PROBLEM REQUIREMENTS: Output only the lines from the one holding "Could you spot the curb" to the end of the data below, please, copied exactly.
═════ DATA LINES
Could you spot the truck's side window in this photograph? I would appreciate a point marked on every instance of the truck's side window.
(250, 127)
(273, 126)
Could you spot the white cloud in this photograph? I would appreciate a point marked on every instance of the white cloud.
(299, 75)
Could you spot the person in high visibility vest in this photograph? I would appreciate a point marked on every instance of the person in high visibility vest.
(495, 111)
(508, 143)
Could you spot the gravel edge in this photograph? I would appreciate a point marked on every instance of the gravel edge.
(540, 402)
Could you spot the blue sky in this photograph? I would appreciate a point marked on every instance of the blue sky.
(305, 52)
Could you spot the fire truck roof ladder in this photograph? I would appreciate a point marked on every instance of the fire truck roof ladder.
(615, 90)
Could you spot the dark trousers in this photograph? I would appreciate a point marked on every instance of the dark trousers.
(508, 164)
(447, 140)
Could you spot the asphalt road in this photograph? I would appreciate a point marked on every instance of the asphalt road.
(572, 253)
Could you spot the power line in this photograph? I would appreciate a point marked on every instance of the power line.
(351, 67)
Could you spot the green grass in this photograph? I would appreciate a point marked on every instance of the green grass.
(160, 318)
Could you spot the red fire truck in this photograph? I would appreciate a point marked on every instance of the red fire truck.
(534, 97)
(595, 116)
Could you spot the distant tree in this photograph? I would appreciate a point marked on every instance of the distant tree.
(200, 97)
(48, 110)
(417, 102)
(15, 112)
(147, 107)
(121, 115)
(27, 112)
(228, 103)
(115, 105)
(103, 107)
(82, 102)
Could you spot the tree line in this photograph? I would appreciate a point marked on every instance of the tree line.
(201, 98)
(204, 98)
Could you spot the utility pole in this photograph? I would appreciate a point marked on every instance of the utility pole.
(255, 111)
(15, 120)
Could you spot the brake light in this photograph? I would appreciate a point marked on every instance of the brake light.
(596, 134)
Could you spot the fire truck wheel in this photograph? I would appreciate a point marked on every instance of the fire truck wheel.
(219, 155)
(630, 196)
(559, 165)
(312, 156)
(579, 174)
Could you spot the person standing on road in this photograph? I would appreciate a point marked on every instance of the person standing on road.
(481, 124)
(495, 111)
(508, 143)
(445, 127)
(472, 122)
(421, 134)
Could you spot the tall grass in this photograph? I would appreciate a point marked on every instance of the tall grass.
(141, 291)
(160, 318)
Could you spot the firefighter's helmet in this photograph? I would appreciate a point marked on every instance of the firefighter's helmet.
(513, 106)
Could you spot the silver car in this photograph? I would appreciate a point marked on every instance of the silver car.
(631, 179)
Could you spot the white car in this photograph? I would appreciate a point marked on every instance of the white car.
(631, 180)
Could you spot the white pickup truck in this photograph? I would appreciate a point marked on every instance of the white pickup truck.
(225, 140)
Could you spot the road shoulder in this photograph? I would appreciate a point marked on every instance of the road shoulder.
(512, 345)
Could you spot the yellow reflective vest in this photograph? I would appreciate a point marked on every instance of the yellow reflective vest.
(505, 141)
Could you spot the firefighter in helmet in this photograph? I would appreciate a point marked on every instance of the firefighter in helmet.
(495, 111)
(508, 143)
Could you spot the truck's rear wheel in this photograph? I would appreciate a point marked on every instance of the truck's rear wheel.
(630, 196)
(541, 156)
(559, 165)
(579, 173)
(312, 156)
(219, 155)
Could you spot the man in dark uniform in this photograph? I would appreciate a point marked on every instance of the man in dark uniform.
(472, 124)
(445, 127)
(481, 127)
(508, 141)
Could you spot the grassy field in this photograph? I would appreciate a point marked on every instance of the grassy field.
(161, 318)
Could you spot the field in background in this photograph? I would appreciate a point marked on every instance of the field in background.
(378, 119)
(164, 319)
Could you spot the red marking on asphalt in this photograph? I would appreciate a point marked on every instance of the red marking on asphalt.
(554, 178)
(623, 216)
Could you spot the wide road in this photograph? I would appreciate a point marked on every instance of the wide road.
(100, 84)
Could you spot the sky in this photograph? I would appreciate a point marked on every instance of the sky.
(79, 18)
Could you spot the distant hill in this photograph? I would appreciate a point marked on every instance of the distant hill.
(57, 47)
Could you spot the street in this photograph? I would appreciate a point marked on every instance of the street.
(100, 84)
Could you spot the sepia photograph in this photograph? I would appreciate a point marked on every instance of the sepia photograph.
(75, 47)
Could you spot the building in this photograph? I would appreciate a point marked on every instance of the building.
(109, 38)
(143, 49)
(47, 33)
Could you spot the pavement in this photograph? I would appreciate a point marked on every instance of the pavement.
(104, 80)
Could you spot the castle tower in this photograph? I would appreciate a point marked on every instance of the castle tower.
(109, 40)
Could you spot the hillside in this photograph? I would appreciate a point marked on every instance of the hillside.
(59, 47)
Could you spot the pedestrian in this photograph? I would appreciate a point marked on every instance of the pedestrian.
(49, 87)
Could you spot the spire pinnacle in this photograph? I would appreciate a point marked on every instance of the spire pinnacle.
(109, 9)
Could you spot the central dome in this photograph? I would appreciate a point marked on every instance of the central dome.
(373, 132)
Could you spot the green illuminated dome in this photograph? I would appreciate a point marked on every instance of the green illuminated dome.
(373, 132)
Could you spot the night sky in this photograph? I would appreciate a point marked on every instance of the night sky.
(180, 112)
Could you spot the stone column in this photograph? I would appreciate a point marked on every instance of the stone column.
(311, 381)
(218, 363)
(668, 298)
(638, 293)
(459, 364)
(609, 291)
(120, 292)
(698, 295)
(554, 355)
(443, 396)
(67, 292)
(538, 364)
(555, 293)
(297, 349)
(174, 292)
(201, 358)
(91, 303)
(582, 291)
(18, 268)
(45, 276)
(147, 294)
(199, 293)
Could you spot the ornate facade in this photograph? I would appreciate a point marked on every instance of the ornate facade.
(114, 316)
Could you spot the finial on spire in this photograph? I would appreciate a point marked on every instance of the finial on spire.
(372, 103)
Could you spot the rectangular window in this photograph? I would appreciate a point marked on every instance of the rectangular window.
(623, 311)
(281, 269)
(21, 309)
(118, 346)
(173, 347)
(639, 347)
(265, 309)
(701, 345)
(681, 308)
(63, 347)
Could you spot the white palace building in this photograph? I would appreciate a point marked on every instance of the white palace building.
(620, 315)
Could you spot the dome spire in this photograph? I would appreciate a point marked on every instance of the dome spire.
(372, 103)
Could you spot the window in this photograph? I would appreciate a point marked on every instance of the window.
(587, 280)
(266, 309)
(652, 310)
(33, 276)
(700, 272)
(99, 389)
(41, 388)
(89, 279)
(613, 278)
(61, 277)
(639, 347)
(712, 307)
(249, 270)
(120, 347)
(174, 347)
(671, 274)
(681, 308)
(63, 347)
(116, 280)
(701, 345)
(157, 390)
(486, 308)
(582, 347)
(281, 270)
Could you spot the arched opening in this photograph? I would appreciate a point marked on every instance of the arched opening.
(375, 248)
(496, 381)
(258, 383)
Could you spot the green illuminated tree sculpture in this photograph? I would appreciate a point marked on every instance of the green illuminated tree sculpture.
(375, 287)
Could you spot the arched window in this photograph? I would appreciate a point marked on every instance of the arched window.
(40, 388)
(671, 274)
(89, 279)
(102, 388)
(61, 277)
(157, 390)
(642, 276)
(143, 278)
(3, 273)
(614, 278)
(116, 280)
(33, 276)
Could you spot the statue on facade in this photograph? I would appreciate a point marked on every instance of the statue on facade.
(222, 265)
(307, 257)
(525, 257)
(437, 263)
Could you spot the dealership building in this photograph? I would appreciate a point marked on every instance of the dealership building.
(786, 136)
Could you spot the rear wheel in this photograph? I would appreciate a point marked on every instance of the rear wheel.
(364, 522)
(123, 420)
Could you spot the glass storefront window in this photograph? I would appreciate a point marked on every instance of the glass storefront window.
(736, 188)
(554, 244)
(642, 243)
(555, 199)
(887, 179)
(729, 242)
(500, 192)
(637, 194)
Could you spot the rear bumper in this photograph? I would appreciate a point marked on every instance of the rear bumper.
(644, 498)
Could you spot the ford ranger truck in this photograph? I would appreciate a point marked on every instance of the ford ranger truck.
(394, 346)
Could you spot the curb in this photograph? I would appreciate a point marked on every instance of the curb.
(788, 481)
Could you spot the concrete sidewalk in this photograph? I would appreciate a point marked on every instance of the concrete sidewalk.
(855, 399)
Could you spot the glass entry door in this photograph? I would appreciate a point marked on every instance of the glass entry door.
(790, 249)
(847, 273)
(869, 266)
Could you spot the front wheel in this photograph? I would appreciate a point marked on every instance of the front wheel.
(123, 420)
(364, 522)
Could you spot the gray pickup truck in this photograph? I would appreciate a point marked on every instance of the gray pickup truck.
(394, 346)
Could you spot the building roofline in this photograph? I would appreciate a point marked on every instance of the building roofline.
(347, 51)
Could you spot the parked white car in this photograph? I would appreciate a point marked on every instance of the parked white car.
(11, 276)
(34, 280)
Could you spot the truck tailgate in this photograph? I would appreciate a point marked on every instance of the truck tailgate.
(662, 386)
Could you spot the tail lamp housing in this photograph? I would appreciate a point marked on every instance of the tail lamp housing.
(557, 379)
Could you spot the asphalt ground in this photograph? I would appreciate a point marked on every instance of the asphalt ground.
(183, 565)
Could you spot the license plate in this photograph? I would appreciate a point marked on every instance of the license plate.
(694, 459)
══════════
SOLUTION FOR THIS EXERCISE:
Could you spot the curb in this photograph? I would appreciate a point marked on every instance of the curb.
(788, 481)
Could you spot the concrete sidewalk in this photograph? I would appreciate a point marked on every instance of the concrete sidewalk.
(855, 399)
Could you spot the glass entry door in this photograph? I would appreciate a point marked on every instance of the glass entry door.
(790, 249)
(847, 273)
(869, 266)
Could you spot the front wheel in this photograph? I would appreciate a point marked on every instance of the front wheel.
(123, 420)
(364, 522)
Could you spot the gray pickup truck in this photograph? I would appreciate a point marked on every instance of the gray pickup truck.
(394, 346)
Could you spot the building roofline in this photograph? I would appreciate a point marked on every instance of the building roofline.
(347, 51)
Could you spot the parked white car in this photograph? I would appreciate a point marked on every instance of the parked white car.
(11, 276)
(34, 280)
Could you spot the truck tailgate in this photograph? I would appreciate a point marked on every instance of the truck tailgate.
(662, 386)
Could you spot the tail lamp housing in this photograph? I would appreciate a point marked on every instance of the tail lamp housing.
(557, 379)
Could you spot the asphalt ground in this photograph? I would appreciate a point marked on every instance of the asphalt ground.
(183, 565)
Could you spot the license plate in this photograph? I would appreciate a point marked on every instance of the license plate.
(694, 459)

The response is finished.